+++ Exercise text

Well don't worry, everyone is panicking right there along with you, especially the seniors. But don't stress yourself out, that will do no one any good. Just collect yourself and organize your days. You can still have fun and make bad decisions and binge watch all the new movies that Noah Centineo is in; just organize it all so you can still make time to make those grades!
7. Midterm tests
Like you just read, it's nearing the middle of the semester, which means midterm grades are going to be posted any week now. Ole Miss is the only school I have ever gone to that actually posts midterm grades. So last semester I had a reality check when I realized I didn't start out so hot in the beginning assignments, which in turn would make it difficult to result in halfway decent grades. I certainly benefited from this realization because it is not a good feeling when you get two tests in and realize you have no chance at making the grades you so aspirationally entended to make the week before school started.

++++++

■ Problem description
How would the piece on mid-semester stress in college go on after its last sentence? Continue it from there. Nothing in the material below has any bearing on this.

+++ Data for review

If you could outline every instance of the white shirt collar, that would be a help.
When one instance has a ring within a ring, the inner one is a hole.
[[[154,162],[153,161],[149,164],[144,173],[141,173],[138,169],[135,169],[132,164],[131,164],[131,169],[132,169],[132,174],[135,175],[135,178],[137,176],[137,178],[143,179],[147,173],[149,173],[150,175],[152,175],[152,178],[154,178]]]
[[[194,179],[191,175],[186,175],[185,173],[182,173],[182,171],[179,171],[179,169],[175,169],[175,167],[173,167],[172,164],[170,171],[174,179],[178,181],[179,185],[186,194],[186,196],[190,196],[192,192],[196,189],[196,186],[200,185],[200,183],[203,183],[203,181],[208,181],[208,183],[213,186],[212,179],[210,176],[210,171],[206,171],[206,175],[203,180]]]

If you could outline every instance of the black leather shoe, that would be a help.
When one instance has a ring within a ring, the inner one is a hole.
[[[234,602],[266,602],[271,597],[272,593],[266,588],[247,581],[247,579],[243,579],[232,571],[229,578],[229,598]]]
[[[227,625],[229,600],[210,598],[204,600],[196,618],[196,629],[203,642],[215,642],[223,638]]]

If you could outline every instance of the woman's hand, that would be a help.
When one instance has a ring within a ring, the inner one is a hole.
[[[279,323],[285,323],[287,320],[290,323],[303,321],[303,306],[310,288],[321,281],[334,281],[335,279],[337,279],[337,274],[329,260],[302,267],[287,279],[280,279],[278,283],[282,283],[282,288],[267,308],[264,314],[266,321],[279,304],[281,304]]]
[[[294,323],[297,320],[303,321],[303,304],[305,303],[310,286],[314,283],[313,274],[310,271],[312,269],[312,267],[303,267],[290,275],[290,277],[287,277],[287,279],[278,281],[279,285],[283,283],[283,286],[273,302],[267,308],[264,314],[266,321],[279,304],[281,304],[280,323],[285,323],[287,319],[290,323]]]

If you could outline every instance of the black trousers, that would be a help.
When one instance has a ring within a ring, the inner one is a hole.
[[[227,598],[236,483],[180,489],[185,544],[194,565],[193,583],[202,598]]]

++++++

■ Exercise result
8. THE test
Ahhh, the topic that needs to be kept primarily PG-13 because I have little sisters and a younger brother who will be reading this. So, either you or someone you know has been freaking out because they are late and overly emotional. Or maybe you're the dude in this and you don't think there is anything to worry about because you removed yourself from the equation at jussst the right time. Well, let me tell you something. I have been in a few stores these last few weeks, and the shelves are nearly empty when I go in there. I expect food shelves to be empty, but when the contraception shelf is nearly fully stocked, and the test shelf is nearly empty, I can only shake my head that you people didn't listen in fifth grade during sex-ed.
9. Fakes
To the freshmen ordering fakes that cost way too much money and the rest of you getting them taken because you try to get into a 21+ bar, I promise you that you don't want to buy a fake. And here is why: You are constantly nervous to go into a liquor store afraid they will take it, the barcode on the back hardly ever scans when they actually check your ID that way, and there is no point in trying to get into a 21+ bar because they really aren't that different or any more fun from the regular bars. So, just get your friend to slip you their wristband and save yourself the money.
PSA: Oxford bars are supposedly going to start scanning your ID.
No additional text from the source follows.